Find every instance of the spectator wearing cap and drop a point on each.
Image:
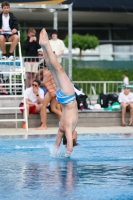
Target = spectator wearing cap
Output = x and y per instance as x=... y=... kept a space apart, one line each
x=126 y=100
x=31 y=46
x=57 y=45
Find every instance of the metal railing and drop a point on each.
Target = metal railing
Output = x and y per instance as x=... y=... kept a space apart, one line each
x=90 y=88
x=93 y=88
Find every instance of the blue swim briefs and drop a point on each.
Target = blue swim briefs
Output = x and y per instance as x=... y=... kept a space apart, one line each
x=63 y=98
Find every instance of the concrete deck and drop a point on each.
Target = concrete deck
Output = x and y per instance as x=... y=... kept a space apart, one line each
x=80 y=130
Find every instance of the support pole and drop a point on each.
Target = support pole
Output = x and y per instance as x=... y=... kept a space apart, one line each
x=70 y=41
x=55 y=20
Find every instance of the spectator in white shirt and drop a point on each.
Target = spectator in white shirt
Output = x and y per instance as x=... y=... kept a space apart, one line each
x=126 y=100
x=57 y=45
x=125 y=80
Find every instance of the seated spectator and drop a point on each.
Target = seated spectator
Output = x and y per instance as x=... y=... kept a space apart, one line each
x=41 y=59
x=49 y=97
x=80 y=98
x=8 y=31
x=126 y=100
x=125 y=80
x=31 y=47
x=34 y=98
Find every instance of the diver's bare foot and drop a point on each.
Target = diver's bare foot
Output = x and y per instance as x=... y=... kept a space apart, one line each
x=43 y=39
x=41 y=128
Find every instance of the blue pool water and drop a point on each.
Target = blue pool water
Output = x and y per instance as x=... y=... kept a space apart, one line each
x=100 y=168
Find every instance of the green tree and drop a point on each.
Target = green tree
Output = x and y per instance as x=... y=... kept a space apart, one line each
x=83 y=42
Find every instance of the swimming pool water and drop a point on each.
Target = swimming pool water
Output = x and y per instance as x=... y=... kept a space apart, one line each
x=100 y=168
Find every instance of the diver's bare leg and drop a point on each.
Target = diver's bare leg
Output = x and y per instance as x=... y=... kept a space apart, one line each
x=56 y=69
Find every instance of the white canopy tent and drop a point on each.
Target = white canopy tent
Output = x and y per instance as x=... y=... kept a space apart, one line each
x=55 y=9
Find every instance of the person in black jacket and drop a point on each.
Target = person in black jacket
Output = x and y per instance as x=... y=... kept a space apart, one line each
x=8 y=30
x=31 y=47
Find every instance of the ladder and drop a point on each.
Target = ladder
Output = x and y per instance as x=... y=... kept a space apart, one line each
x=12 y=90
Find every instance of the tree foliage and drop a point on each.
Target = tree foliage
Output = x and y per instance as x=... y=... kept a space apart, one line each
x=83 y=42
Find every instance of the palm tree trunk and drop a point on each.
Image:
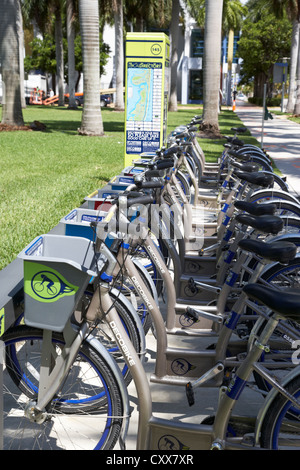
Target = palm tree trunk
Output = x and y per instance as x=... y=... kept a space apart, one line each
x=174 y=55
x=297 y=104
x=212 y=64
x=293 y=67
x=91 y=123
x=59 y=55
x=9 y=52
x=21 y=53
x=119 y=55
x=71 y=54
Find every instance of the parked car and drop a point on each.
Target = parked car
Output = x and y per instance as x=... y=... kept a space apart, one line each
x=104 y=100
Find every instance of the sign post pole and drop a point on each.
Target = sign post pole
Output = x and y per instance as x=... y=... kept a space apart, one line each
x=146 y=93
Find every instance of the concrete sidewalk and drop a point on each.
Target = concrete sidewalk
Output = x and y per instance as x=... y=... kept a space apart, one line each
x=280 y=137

───

*EXERCISE REQUIREMENTS:* Retype the data above verbatim, minus images.

*WRITTEN ANSWER:*
Find every instance of the spectator wearing cap and drop a point on each.
Image:
Target = spectator wearing cap
Output = x and y per instance as x=... y=... kept a space apart, one line each
x=126 y=100
x=31 y=46
x=57 y=45
Find every instance of the metal railing and drop a point on each.
Target = metal railing
Output = x and y per instance as x=... y=... kept a space apart, one line each
x=90 y=88
x=93 y=88
Find every instance of the blue swim briefs and drop a point on each.
Target = blue swim briefs
Output = x and y per instance as x=... y=... kept a space apart, one line each
x=63 y=98
Find every instance of the concrete deck and drop a point on each.
Target = concrete deck
Output = x and y per instance as x=... y=... kept a space apart, one line each
x=80 y=130
Find every instance of the support pole and drop a point on each.
Target = support pole
Output = x and y per instance as x=... y=... kept a space apart, one line each
x=70 y=41
x=55 y=20
Find every instance of the spectator in white shirt and drop a point on each.
Target = spectator in white shirt
Output = x and y per instance as x=... y=... kept a space apart, one line each
x=126 y=100
x=57 y=45
x=125 y=80
Find every instance of the seated spectator and drop a point on each.
Target = seated spectator
Output = x and y per instance as x=... y=... kept a space apart, one line each
x=41 y=59
x=49 y=97
x=80 y=98
x=8 y=31
x=126 y=100
x=125 y=80
x=31 y=47
x=34 y=98
Find every instance of the diver's bare foot and drop a point on each.
Target = diver's bare foot
Output = x and y per instance as x=... y=... kept a space apart, one line each
x=43 y=39
x=41 y=128
Find every instance of the blue pool water and drop a point on each.
Target = blue pool water
Output = x and y per instance as x=... y=... kept a space apart, one line each
x=100 y=168
Find every instance of the green tree and drop a point on each.
Target = green tree
Output = x and y per instance as x=... y=... kept a space apart, one line each
x=83 y=42
Find every instance of the swimming pool water and drop a point on each.
Target = swimming pool water
Output = x and y per instance as x=... y=... kept a space apart, one line each
x=100 y=168
Find every instance of the diver's bare leg and drop a point on each.
Target = diver's bare leg
Output = x and y per instance as x=... y=... kept a space apart, one line each
x=56 y=69
Find every instance of the white canopy tent and drop a point on each.
Target = white canopy tent
Output = x and y per instance as x=... y=... kept a space apart, one line each
x=55 y=9
Find every instance of the person in black jacket and drop a point on each.
Target = person in black jacket
Output = x and y per instance as x=... y=... kept a space apart, one line each
x=8 y=30
x=31 y=47
Find every instance of the ladder and drop a point on each.
Target = ladder
Output = x and y per instance as x=... y=... kept a space apart, one line each
x=12 y=90
Find every instance of the tree foliage and drop a point on each.
Target = tree foliage
Output = x and y per instance as x=... y=... kept a space apart, one line each
x=83 y=42
Find every instance of the palm tree trunk and drop a point on each.
Image:
Target = palm tree trunk
Output = x and y per instance as x=... y=... kept a space apart, one line each
x=174 y=55
x=297 y=104
x=212 y=64
x=293 y=67
x=91 y=123
x=59 y=55
x=9 y=52
x=21 y=53
x=119 y=55
x=71 y=54
Find every instance of the parked car and drop a point on each.
Target = parked car
Output = x and y per instance as x=... y=... kept a space apart, one line each
x=104 y=100
Find every instance of the sign post pole and drop a point on each.
Target = sign post pole
Output = x and y per instance as x=... y=... kept a space apart, one line each
x=146 y=93
Find every instance of the concrete sidewalk and drop a point on each.
Target = concrete sidewalk
Output = x and y per instance as x=... y=... kept a space apart, one line each
x=280 y=137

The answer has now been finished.